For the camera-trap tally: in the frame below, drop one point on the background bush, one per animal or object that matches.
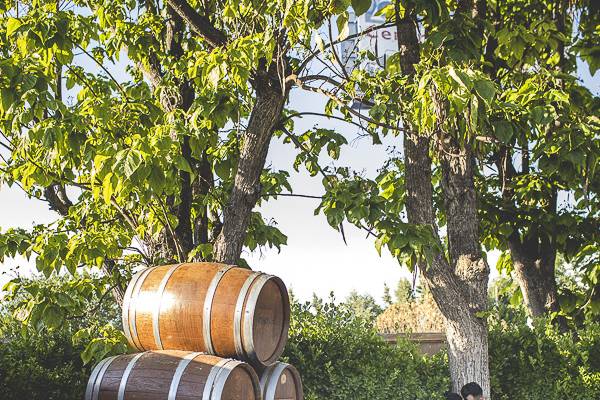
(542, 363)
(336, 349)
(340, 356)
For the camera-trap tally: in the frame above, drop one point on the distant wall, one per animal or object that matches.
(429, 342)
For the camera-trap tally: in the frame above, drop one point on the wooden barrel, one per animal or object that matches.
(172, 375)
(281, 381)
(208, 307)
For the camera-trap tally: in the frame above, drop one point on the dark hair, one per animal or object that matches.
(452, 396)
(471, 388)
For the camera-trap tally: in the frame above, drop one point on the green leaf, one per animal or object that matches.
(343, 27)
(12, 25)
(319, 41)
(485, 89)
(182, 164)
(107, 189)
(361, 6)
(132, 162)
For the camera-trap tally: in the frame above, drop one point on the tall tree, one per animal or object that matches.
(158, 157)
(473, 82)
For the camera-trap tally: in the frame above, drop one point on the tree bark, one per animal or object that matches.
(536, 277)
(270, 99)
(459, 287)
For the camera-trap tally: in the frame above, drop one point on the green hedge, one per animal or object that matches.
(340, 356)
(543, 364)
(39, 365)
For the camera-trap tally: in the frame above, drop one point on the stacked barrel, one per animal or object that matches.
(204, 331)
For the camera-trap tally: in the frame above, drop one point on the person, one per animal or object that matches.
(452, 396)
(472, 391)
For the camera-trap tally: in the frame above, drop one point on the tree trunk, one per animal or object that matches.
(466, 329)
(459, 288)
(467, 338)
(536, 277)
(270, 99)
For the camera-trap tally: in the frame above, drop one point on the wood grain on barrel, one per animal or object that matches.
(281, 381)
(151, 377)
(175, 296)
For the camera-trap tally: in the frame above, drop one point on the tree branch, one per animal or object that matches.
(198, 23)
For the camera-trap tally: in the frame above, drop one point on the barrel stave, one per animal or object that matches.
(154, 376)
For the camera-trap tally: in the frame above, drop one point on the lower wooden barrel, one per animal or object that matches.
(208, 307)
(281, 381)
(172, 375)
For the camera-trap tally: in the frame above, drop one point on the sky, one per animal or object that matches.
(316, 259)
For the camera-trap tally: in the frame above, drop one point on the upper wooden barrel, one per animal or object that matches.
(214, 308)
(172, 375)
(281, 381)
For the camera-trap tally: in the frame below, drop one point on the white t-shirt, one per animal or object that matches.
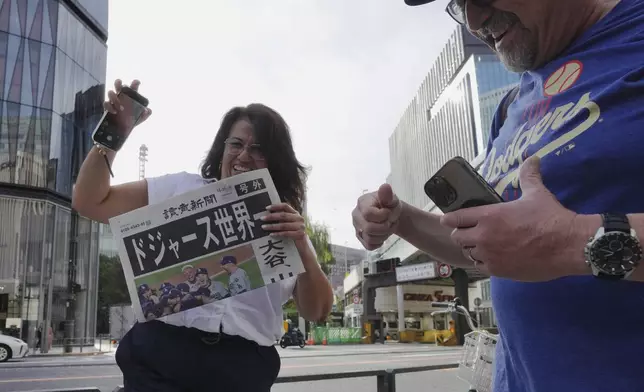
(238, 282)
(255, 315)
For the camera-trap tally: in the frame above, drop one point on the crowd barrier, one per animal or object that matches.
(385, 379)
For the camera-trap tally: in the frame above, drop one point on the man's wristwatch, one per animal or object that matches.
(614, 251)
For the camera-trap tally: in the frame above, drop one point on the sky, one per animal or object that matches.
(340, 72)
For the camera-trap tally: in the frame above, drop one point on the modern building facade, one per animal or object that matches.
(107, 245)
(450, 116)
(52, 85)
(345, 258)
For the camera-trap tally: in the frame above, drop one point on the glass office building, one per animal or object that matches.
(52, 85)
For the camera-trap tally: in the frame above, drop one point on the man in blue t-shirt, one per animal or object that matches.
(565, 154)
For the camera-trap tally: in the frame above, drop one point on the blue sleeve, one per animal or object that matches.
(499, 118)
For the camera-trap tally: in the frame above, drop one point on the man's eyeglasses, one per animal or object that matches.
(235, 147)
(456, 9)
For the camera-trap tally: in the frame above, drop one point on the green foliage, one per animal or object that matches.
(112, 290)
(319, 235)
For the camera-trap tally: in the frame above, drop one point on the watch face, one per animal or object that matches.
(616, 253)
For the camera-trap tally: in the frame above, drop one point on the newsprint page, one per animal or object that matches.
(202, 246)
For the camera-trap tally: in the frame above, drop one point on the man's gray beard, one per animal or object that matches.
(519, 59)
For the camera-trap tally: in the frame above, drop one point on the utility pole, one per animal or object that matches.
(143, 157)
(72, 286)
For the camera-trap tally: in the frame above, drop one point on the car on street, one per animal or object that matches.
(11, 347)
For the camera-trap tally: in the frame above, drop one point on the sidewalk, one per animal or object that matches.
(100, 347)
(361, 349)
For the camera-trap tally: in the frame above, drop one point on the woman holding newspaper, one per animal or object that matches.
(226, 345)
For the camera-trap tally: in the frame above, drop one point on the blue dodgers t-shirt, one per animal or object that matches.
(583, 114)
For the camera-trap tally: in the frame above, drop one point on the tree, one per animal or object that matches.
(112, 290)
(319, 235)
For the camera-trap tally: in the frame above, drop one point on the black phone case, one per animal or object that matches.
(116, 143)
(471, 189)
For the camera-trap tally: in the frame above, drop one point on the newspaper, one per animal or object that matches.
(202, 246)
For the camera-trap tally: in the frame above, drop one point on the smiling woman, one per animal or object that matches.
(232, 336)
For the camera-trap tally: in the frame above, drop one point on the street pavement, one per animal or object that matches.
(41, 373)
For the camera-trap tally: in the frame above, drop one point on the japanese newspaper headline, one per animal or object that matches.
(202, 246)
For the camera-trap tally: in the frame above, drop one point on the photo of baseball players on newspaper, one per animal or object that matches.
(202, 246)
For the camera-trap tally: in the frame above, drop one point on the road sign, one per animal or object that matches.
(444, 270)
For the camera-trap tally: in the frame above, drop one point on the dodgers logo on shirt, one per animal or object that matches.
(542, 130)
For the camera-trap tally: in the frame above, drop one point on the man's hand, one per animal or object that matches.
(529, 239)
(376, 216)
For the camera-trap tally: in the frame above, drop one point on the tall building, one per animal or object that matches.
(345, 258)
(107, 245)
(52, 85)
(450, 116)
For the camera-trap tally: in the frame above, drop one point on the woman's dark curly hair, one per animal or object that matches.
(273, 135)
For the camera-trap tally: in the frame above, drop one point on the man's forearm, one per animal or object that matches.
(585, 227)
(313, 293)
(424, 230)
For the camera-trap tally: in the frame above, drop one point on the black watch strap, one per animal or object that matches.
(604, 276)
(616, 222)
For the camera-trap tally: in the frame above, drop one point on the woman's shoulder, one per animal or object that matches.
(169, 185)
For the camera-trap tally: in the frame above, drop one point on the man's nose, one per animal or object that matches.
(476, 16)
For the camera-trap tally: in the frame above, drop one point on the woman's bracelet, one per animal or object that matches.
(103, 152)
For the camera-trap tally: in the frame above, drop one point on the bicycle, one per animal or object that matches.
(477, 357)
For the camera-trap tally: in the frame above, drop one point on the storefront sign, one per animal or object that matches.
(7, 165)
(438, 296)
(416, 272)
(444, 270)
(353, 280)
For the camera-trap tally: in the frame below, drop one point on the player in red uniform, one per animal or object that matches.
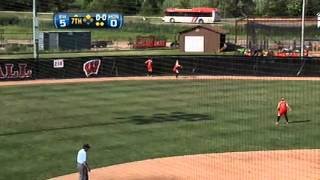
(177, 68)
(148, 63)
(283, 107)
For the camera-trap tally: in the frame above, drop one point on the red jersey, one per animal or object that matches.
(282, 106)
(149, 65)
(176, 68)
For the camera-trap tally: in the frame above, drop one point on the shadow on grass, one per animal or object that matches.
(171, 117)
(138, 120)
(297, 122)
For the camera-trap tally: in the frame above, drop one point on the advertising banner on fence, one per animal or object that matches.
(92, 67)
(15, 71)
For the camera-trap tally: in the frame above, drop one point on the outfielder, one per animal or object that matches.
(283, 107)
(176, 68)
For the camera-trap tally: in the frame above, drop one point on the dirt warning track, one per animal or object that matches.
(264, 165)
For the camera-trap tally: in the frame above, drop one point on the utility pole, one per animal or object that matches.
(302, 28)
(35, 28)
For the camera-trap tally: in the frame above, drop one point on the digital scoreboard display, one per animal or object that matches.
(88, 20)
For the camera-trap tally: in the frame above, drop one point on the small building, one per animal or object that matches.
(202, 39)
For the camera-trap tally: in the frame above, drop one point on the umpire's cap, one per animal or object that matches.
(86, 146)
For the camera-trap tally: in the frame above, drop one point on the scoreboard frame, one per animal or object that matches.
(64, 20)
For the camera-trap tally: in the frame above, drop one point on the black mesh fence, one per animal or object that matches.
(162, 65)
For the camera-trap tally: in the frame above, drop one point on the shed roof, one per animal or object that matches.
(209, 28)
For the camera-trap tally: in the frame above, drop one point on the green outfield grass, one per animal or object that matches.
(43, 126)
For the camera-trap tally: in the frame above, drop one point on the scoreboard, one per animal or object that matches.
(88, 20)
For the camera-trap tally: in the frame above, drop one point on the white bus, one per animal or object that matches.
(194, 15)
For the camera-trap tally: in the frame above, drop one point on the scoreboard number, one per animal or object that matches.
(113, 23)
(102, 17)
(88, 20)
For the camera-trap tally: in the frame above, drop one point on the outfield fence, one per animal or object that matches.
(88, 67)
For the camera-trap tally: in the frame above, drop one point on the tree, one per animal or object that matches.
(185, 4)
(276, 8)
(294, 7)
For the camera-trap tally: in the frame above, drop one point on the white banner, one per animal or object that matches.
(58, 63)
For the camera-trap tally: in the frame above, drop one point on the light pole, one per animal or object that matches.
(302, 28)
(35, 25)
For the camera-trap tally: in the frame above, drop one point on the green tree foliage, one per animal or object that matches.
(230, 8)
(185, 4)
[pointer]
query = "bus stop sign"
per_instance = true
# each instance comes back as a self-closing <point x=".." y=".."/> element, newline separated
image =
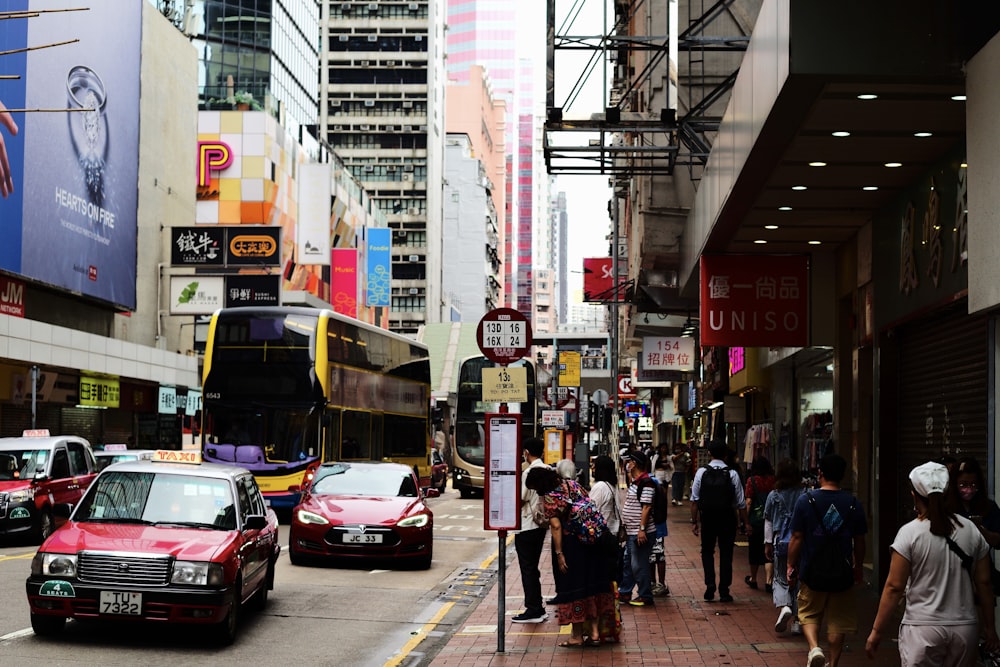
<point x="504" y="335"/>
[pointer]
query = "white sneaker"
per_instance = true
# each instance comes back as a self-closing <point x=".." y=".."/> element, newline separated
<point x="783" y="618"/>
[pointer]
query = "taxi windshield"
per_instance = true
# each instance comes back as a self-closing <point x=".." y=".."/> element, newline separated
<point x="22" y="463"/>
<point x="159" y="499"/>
++++++
Pick out every line in the records above that has the word "street" in it, and copy each of those lines out.

For the camera-trap tally: in the frame above, drop one point on the car on street, one per animal or object that matches.
For the camera-trap tally: in the frame above, drop one point on the street pavement, one per animal or object that matches.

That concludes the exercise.